**Extrait cité**
Eddy Khaldi

"La laïcité face aux dérives concordataire et identitaire" (E. Khaldi, blogs.mediapart.fr , 19 fév. 16)

par Eddy Khaldi, militant syndicaliste et associatif, auteur de "ABC de la Laïcité" (Demopolis). 20 février 2016

"À la suite de l’entretien donné par Élisabeth Badinter le 6 janvier dernier où elle déclarait sur France Inter : « Il ne faut pas avoir peur de se faire traiter d’islamophobe. », le rapporteur général de l’Observatoire de la Laïcité, Nicolas Cadène, avait stigmatisé sur Twitter, sans raison apparente, les propos de la philosophe accusée de détruire son travail.

Pourtant, celle-ci n’avait à aucun moment évoqué ni l’Observatoire, ni ses responsables. Seul le mot « islamophobie » a fait débat lors de son interview. Depuis quelques années, des dérives insidieuses se sont installées autour de ce concept d’islamophobie souvent utilisé. Chacun le définit à sa manière, selon ses convictions ou intentions : « Le mot "islamophobie" a été pensé par les islamistes pour piéger le débat et détourner l’antiracisme au profit de leur lutte contre le blasphème. » [1]. Ce que confirme Gilles Kepel [2] : « mot inventé par les Frères Musulmans par symétrie spécieuse avec la victimisation des Juifs. »

Interrogeons-nous, avons-nous le droit de critiquer une religion et la critique d’une religion doit-elle être assimilée au racisme ?

En 2005, le Haut Conseil à l’Intégration alertait : « En République, la critique de la religion, comme de toute opinion, est libre et constitutionnellement garantie. Elle ne saurait être assimilée au racisme et à la xénophobie, que les membres du HCI combattent activement. La pratique de la religion étant libre, l’islamophobie, c’est-à-dire la peur ou la détestation de la religion islamique, ne relève pas du racisme. » [3] Plus récemment, le dessinateur Charb, assassiné en janvier 2015, dressait un réquisitoire virulent contre l’utilisation du mot « islamophobie ». Son livre posthume est, d’ailleurs, intitulé « Lettres aux escrocs de l’islamophobie qui font le jeu des racistes ». « Le chantage à l’islamophobie est insupportable. La critique d’une religion ne se confond pas avec l’injure faite aux fidèles de cette religion, et c’est au juge et à lui seul de faire le partage, si litige il y a. » [4] [...]

La laïcité s’inscrit, de plus en plus, dans un unanimisme trompeur. Pierre angulaire du modèle républicain, cette laïcité n’était-elle pas qualifiée de « positive » en 2007 par ceux qui, en 1984, combattaient cette "vieille lune pour esprits attardés" ? N’est-ce pas là le triomphe de l’équivoque ? Cette entreprise de récupération du mot laïcité participe d’une volonté de dénaturation du concept dans des traductions très diverses et parfois antinomiques. D’une part, l’extrême droite et la droite identitaire, dans une attitude de façade, concentrent leurs feux sur l’islam, en convoquant la laïcité avec toutes les arrière-pensées que l’on sait. D’autre part, dans le domaine institutionnel, le dualisme scolaire profite de plus en plus à l’Eglise catholique, avec l’appui d’élus, de toutes tendances. Certes, on ne saurait réduire la question de la laïcité à celle de l’école. Pour autant, l’en exclure, maintenant, est un piège qui conforte une dérive concordataire. Pire, un reniement au regard de nos principes républicains.

**Objectif A**
Recopiez à l'identique la tribune sur la laïcité, depuis "Pourtant, celle-ci n’avait" jusqu'à "assimilée au racisme ?".
Ce texte et les lignes qui suivent n'ont aucun rapport entre eux.

Entrées de données extraites
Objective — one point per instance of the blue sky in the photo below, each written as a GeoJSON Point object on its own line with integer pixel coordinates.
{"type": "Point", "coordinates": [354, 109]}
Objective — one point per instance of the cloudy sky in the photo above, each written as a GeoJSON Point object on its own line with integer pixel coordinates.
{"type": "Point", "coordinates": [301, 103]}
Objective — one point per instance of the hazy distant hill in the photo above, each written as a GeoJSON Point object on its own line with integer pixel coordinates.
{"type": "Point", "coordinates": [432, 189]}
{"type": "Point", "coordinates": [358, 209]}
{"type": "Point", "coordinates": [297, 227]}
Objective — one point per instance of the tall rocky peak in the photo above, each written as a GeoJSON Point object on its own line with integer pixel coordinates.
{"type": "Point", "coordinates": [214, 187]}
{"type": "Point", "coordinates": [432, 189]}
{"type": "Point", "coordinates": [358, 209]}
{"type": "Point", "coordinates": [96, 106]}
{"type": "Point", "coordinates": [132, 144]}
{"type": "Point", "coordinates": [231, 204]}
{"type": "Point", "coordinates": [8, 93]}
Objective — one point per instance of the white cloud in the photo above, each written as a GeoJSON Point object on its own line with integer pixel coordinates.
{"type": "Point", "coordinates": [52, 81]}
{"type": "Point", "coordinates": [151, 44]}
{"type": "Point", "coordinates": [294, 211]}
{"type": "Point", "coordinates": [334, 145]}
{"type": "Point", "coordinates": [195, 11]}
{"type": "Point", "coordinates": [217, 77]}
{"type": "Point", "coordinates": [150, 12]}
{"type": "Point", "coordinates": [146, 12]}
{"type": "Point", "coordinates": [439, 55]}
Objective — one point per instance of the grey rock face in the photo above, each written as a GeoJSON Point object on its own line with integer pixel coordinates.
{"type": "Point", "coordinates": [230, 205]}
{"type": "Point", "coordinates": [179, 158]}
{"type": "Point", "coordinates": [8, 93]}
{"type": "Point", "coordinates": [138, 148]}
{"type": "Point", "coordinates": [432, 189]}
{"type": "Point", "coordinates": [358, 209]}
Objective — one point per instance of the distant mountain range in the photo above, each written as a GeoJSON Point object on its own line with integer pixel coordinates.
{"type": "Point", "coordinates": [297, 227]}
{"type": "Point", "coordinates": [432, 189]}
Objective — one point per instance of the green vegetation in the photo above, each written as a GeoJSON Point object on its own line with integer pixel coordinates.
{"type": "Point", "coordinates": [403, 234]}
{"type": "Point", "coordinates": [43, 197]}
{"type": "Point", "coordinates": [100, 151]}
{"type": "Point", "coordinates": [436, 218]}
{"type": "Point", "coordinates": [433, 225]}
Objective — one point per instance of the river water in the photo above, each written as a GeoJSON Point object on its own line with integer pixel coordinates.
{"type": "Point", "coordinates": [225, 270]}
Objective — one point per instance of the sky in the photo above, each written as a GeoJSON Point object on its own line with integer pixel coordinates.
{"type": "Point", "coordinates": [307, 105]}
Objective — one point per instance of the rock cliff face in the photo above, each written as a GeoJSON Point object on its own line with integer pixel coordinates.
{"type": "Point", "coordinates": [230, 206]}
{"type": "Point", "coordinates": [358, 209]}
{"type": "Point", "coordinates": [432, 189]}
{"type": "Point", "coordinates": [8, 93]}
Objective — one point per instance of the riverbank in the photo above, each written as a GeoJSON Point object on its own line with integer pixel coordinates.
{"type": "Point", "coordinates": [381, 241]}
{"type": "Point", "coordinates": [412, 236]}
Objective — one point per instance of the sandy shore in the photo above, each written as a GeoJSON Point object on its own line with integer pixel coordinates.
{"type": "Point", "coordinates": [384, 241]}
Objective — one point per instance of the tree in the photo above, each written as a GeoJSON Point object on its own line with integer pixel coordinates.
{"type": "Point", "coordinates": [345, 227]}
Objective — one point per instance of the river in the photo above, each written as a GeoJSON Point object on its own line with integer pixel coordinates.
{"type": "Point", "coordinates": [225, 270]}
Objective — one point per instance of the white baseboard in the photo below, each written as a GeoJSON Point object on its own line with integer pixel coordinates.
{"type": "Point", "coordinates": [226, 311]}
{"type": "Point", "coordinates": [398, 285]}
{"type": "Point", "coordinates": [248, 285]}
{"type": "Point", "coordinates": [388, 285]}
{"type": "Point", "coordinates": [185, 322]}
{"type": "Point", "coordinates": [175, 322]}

**Objectif B**
Dans les lignes de données, remplacez "white baseboard" par "grey baseboard" depuis la ligne qui contient "Objective — one point per instance of the white baseboard" jusqu'à la dernière ligne. Redonnez uniquement ces lignes, sans rien y changer d'autre.

**Réponse complète A**
Pourtant, celle-ci n’avait à aucun moment évoqué ni l’Observatoire, ni ses responsables. Seul le mot « islamophobie » a fait débat lors de son interview. Depuis quelques années, des dérives insidieuses se sont installées autour de ce concept d’islamophobie souvent utilisé. Chacun le définit à sa manière, selon ses convictions ou intentions : « Le mot "islamophobie" a été pensé par les islamistes pour piéger le débat et détourner l’antiracisme au profit de leur lutte contre le blasphème. » [1]. Ce que confirme Gilles Kepel [2] : « mot inventé par les Frères Musulmans par symétrie spécieuse avec la victimisation des Juifs. »

Interrogeons-nous, avons-nous le droit de critiquer une religion et la critique d’une religion doit-elle être assimilée au racisme ?

**Réponse complète B**
Objective — one point per instance of the grey baseboard in the photo below, each written as a GeoJSON Point object on its own line with integer pixel coordinates.
{"type": "Point", "coordinates": [226, 311]}
{"type": "Point", "coordinates": [398, 285]}
{"type": "Point", "coordinates": [248, 285]}
{"type": "Point", "coordinates": [388, 285]}
{"type": "Point", "coordinates": [185, 322]}
{"type": "Point", "coordinates": [175, 322]}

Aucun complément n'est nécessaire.